DIRECTIONS FOR THIS TASK —
Can you turn every line of the entries below into a Markdown table with the columns Row and Line, numbering each line in order and skipping any blank lines?

———

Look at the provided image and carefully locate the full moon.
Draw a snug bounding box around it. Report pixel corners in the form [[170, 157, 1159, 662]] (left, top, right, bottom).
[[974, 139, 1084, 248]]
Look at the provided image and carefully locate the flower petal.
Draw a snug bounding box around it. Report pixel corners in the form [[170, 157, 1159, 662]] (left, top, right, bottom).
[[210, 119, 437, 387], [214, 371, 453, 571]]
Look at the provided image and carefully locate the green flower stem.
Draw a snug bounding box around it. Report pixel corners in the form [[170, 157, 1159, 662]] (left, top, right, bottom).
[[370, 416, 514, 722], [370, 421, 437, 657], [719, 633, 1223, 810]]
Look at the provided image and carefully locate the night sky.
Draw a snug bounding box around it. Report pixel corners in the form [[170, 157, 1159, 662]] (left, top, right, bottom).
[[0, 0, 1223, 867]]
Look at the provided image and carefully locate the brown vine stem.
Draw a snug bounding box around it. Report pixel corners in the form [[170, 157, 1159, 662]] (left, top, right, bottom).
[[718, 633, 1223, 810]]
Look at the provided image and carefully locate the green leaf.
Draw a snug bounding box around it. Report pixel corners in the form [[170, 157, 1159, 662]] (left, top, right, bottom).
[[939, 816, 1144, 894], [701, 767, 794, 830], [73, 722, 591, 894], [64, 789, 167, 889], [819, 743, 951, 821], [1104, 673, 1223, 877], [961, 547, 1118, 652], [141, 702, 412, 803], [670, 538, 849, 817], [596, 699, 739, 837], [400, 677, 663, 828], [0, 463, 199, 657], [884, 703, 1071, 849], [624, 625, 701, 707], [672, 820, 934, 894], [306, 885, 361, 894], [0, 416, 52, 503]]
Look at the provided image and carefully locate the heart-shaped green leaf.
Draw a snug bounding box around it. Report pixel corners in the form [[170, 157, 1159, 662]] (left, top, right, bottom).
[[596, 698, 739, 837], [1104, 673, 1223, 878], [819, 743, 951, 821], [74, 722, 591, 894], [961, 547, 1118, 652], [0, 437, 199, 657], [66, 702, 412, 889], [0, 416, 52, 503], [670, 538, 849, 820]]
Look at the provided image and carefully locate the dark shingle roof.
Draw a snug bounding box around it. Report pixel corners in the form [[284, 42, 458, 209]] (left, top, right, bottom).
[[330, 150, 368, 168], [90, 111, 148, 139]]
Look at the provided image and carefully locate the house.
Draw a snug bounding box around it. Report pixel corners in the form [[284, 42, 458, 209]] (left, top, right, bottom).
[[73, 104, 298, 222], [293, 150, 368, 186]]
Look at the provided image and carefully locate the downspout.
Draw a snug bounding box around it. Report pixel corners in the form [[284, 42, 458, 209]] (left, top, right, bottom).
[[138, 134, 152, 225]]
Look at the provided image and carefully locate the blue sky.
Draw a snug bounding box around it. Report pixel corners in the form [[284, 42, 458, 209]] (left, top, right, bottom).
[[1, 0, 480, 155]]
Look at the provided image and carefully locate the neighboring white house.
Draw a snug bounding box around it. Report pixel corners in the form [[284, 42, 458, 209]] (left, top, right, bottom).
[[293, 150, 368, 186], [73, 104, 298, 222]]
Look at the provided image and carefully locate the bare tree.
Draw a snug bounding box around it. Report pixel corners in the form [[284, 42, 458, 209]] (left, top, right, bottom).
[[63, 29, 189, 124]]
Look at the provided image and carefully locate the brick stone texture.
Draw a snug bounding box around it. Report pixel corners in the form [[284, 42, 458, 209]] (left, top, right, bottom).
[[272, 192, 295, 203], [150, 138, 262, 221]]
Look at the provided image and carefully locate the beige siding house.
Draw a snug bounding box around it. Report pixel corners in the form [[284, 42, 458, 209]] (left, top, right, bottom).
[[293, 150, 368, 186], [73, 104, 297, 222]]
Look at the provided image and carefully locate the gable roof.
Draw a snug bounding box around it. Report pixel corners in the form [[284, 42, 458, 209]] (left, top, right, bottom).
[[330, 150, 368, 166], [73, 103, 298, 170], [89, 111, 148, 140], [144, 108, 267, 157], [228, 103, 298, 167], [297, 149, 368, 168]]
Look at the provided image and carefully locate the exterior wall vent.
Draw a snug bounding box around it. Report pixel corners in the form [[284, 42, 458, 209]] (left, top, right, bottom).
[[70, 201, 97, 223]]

———

PROBLEM SOLUTION —
| Row | Line |
|---|---|
| 1 | Look at the provided image and carefully locate the full moon. |
| 2 | Draw a snug bounding box around it. Report pixel corners in the form [[170, 157, 1159, 662]] (left, top, right, bottom). |
| 3 | [[974, 139, 1084, 248]] |
| 4 | Look at the provided image and carefully locate the flower petal. |
| 5 | Draw a snug bounding box around it. Report pixel corners in the form [[170, 157, 1159, 662]] (left, top, right, bottom). |
| 6 | [[210, 119, 437, 387], [214, 371, 453, 571]] |
| 7 | Look at the provided image and carefully locate the green flower stem. |
| 8 | Draw a snug bounding box around it. Report pixel corners in the form [[170, 157, 1159, 662]] (left, top, right, bottom). |
| 9 | [[370, 416, 514, 722], [370, 421, 437, 657], [719, 633, 1223, 810]] |
| 10 | Look at the provided image and carefully locate the night sky. |
| 11 | Draw a snug bounding box around it. Report pixel corners in the form [[170, 157, 1159, 662]] (left, top, right, bottom). |
| 12 | [[0, 0, 1223, 867]] |
| 13 | Look at the provided image and carefully locate the brown vine stem. |
| 14 | Draw a snug bounding box around it. Report pixel corners in the form [[170, 157, 1159, 662]] (left, top, right, bottom). |
| 15 | [[718, 633, 1223, 810]] |
| 16 | Look at the provided image and carefully locate the green leaf. |
| 17 | Draw a snug bounding box around it. Report pixel corners in the form [[170, 157, 1159, 662]] (left, top, right, bottom). |
| 18 | [[939, 816, 1144, 894], [701, 767, 794, 830], [73, 722, 591, 894], [64, 789, 167, 889], [819, 743, 951, 821], [1104, 673, 1223, 877], [961, 547, 1118, 652], [141, 702, 412, 803], [670, 538, 849, 817], [596, 699, 739, 837], [400, 677, 663, 828], [0, 463, 199, 657], [884, 703, 1071, 849], [624, 625, 701, 707], [672, 820, 934, 894], [306, 885, 361, 894], [0, 416, 52, 503]] |
| 19 | Look at the provided image and carefully locate the heart-shaped green leaf. |
| 20 | Draw a snug bounding box around it. Report pixel corners in the form [[170, 157, 1159, 662]] (left, top, right, bottom). |
| 21 | [[596, 698, 739, 837], [1104, 673, 1223, 878], [819, 743, 951, 821], [74, 722, 591, 894], [961, 547, 1118, 652], [0, 437, 199, 657], [66, 702, 412, 889], [0, 416, 52, 503], [670, 538, 849, 820]] |
| 22 | Look at the provided image and carefully locate the dark shingle roof. |
| 23 | Draw a snug bounding box around it. Report pixel corners in the form [[284, 42, 458, 209]] (left, top, right, bottom). |
| 24 | [[330, 150, 368, 168], [90, 111, 148, 139]] |
| 25 | Look at the provided image and carefully locate the house. |
| 26 | Draw a snug bounding box around it. Report pixel corners in the form [[284, 42, 458, 209]] (left, top, right, bottom). |
| 27 | [[73, 104, 298, 222], [293, 150, 368, 186]] |
| 28 | Look at the provided image and carefully locate the downspout. |
| 29 | Draw a snug bounding box around it. Report pixel corners in the form [[284, 42, 458, 209]] (left, top, right, bottom). |
| 30 | [[138, 134, 152, 225]] |
| 31 | Look at the provided image and carefully locate the blue sky. |
| 32 | Draw a snug bounding box around it. Report pixel corners in the form [[284, 42, 458, 209]] (left, top, right, bottom). |
| 33 | [[1, 0, 480, 155]] |
| 34 | Look at the provided image and carefully locate the neighboring white house. |
| 35 | Draw a snug bounding box around it. Report pixel corners in the form [[284, 42, 458, 209]] (left, top, right, bottom). |
| 36 | [[293, 150, 368, 186], [73, 104, 298, 222]] |
| 37 | Look at the provided image and carefully locate the bare tree. |
| 38 | Draw a snug bounding box around it. Report pixel corners in the form [[284, 42, 458, 209]] (left, top, right, bottom). |
| 39 | [[63, 29, 189, 124]] |
| 40 | Look at the provided image and carefully locate the brick stone texture. |
| 41 | Draw a snug bounding box around it. Report pixel corners in the form [[284, 42, 458, 209]] (left, top, right, bottom). |
| 42 | [[272, 192, 295, 203], [150, 138, 262, 221]] |
| 43 | Look at the provided image and carefully locate the beige siding house. |
| 44 | Draw a snug bounding box around it. Report pixel corners in the form [[284, 42, 458, 209]] (left, top, right, bottom). |
| 45 | [[293, 150, 368, 186], [73, 104, 297, 222]] |
| 46 | Look at the provided image and carefully locate the gable roof. |
| 47 | Draw a snug bounding box around it. Report pixel corners in the form [[284, 42, 458, 209]] (left, top, right, bottom). |
| 48 | [[330, 150, 368, 166], [73, 103, 298, 170], [89, 111, 148, 140], [144, 108, 267, 157], [228, 103, 298, 167], [297, 149, 368, 168]] |
| 49 | Look at the provided image and carefully locate the exterior wall vent. |
| 50 | Draw a snug bounding box around it. Report pixel corners in the form [[284, 42, 458, 209]] (left, top, right, bottom). |
| 51 | [[70, 201, 97, 223]] |